Short task: Copy the data below verbatim, with no changes.

Data in this exercise:
-=-=-

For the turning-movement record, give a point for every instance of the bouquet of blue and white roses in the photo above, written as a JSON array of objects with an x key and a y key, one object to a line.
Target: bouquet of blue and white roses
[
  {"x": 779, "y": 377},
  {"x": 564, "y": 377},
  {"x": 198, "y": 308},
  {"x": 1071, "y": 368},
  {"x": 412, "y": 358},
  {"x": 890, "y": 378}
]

-=-=-

Response to this exercise:
For the turning-movement record, give a point for every instance of the bouquet of blue and white roses in the photo above, written as a JSON array of objects with an x key and a y key, one object to a line.
Target: bouquet of blue and white roses
[
  {"x": 779, "y": 377},
  {"x": 564, "y": 377},
  {"x": 198, "y": 308},
  {"x": 1071, "y": 368},
  {"x": 412, "y": 358},
  {"x": 890, "y": 378}
]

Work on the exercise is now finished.